◆ Exercise details ◆
Reproduce, word for word, the lines of the records below from the line containing "the concrete floor." up to and including the line containing "[401,307,429,330]".
+===+
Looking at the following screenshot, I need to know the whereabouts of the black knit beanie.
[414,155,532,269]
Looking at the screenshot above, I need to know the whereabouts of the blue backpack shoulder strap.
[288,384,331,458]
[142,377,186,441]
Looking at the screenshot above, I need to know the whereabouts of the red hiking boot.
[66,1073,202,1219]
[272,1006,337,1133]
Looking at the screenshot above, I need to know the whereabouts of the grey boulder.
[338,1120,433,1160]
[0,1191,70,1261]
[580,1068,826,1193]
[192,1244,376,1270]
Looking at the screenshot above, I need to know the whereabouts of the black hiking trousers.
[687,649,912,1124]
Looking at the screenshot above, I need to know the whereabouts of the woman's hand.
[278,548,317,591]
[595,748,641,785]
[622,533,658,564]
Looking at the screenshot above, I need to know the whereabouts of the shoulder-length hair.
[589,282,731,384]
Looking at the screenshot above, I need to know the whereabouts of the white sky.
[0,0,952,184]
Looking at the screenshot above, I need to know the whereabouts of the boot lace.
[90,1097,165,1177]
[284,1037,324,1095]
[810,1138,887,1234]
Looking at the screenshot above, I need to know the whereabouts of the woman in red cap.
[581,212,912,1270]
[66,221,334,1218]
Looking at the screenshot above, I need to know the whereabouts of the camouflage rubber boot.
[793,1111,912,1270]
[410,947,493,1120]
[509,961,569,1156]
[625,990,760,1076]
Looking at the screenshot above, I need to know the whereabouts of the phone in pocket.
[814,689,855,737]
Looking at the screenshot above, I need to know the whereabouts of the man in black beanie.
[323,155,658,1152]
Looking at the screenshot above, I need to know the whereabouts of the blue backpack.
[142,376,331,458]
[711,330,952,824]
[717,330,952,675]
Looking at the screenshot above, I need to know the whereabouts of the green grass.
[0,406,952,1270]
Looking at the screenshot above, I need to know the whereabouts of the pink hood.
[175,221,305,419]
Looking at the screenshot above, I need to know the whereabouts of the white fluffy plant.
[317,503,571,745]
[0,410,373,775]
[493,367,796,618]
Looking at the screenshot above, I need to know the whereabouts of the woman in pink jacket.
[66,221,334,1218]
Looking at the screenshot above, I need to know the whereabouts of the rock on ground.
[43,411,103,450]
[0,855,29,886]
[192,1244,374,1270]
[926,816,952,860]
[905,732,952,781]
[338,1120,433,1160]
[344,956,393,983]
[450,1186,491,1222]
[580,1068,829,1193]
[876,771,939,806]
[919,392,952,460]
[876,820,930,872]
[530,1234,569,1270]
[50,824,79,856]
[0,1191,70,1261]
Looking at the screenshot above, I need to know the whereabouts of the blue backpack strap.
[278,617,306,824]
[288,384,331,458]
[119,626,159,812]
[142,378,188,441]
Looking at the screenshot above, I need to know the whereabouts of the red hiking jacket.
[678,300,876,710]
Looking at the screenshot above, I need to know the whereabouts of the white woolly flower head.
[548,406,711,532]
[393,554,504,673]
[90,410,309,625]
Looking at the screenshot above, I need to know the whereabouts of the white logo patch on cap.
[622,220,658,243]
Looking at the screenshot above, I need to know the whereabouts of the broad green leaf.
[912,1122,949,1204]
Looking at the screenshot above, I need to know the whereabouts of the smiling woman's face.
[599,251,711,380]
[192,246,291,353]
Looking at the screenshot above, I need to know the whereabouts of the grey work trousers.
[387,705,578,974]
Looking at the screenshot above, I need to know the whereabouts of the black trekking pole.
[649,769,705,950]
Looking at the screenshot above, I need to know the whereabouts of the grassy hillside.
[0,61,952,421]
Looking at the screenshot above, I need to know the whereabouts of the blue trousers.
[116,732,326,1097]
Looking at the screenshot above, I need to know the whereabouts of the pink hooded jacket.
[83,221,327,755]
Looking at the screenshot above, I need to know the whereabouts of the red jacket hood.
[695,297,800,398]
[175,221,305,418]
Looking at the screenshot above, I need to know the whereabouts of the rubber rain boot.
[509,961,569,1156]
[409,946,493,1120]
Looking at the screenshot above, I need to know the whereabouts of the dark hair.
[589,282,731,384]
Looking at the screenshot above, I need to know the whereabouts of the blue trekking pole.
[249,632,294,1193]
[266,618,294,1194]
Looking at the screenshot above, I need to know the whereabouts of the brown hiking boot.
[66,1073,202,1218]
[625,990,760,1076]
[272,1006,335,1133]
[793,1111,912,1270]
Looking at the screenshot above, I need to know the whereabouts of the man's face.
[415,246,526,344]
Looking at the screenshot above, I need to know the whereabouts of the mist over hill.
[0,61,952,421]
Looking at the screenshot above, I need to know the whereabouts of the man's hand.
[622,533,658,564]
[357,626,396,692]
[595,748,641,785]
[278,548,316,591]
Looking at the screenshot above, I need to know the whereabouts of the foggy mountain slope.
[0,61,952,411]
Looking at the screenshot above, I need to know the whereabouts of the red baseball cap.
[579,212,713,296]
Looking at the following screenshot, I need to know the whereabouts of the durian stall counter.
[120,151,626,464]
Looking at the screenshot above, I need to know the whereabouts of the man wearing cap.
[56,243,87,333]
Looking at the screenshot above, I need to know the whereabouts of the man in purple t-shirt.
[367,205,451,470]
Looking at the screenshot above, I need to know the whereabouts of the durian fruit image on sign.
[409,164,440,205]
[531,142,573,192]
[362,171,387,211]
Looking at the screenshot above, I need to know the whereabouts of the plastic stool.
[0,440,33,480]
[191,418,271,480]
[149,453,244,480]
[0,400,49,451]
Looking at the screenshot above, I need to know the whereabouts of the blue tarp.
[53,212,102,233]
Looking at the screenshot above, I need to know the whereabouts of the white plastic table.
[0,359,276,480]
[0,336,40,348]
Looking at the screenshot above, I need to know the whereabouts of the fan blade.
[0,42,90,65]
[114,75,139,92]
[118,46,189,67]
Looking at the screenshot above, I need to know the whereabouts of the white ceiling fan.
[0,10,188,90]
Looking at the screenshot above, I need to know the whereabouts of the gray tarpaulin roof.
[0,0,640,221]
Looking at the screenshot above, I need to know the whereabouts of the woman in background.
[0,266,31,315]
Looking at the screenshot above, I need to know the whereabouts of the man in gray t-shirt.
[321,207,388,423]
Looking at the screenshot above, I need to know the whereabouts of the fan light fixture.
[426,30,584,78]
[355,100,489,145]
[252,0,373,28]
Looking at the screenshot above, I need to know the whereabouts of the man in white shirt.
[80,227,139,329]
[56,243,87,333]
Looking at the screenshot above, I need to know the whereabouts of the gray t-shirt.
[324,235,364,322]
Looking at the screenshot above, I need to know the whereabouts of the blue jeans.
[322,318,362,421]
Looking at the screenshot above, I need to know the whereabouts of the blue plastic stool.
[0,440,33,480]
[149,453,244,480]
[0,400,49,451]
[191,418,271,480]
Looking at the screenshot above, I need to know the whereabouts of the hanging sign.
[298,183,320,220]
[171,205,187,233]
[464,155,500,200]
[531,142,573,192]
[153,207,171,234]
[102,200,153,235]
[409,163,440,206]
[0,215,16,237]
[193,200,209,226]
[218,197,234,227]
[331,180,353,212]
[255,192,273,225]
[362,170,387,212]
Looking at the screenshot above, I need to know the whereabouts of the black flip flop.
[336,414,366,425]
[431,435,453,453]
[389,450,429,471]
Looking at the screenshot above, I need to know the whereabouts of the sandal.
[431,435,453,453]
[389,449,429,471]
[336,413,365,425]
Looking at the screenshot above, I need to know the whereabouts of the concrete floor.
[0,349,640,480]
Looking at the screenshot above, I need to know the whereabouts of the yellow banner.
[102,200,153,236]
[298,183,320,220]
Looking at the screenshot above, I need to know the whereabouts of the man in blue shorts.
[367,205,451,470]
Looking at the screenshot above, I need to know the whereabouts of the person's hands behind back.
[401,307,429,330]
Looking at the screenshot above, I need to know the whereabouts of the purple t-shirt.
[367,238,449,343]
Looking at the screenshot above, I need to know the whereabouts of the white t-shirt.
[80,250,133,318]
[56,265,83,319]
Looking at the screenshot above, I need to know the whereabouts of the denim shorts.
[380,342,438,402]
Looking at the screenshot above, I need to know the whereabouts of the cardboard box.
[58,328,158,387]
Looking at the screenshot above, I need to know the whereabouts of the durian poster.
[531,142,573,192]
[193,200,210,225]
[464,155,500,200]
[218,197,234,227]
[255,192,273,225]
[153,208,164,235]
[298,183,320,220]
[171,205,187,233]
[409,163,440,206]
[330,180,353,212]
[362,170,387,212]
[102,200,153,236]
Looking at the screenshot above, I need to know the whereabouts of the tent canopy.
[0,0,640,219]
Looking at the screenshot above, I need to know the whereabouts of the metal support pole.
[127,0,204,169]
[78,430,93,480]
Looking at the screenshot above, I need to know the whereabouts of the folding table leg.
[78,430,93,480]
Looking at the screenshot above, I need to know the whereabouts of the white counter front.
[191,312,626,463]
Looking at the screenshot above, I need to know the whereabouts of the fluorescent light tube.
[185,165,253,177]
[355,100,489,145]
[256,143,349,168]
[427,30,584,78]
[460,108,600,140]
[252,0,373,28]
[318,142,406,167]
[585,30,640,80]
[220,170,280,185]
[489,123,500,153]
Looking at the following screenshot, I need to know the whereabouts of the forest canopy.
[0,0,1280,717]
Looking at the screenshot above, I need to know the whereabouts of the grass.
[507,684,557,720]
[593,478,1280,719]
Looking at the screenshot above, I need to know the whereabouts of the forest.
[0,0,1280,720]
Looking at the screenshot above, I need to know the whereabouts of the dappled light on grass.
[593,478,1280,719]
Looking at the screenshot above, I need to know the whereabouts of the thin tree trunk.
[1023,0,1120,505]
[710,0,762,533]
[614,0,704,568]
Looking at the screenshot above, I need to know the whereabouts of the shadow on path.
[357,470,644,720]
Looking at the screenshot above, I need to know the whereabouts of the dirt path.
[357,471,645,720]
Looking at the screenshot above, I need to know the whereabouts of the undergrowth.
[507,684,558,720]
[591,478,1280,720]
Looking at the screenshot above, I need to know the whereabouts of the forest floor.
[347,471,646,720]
+===+
◆ Reply ◆
Looking at the screenshot above, I need to know the whereabouts of the concrete floor.
[0,349,640,480]
Looking at the screenshot above, I need to know the whereabouts of the yellow banner.
[102,200,153,236]
[298,183,320,220]
Looking at the screenshot above, I need to know the whereabouts of the man in blue shorts.
[367,205,451,470]
Looking at the screenshot above, I need to know the whereabouts of the person's hands behind back.
[401,307,429,330]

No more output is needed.